YOUR ASSIGNMENT: Once you find the line that contains "Question. Indicate one point on each instance of the rope", transcribe it and each line after it through the end of the listing, exactly as written.

□ □ □ □

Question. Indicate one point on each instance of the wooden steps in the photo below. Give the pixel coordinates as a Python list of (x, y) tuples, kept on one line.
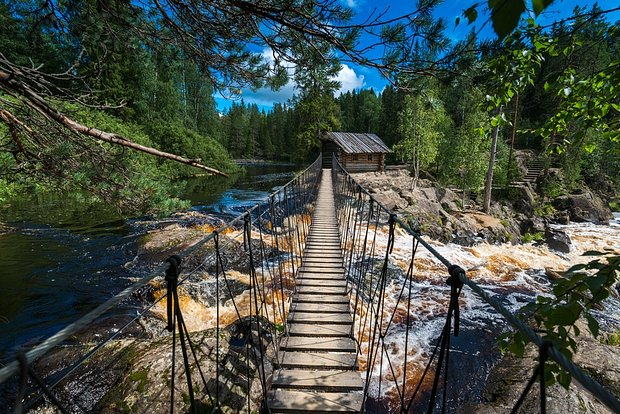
[(317, 362)]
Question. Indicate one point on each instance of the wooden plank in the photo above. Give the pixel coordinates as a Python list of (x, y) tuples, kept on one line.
[(317, 318), (321, 282), (318, 380), (321, 276), (317, 360), (310, 298), (325, 290), (320, 308), (288, 401), (315, 267), (322, 344), (301, 329)]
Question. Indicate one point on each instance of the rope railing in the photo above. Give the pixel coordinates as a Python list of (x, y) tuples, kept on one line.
[(217, 314), (384, 262)]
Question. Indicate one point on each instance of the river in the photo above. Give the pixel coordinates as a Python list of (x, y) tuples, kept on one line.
[(65, 256)]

□ □ □ □

SOLUTION TO THIS EXERCISE:
Question. Indicate one point on each instance of the rope railing in the photo above. Give the pixel coordinates as a Python list of (x, y) tuples, kept on one line.
[(217, 314), (384, 262)]
Question. Indicate one point on each instance of the river in the photo above. Give the pixel coordinates as a Python list of (x, y) tuples, kept on one line.
[(65, 256)]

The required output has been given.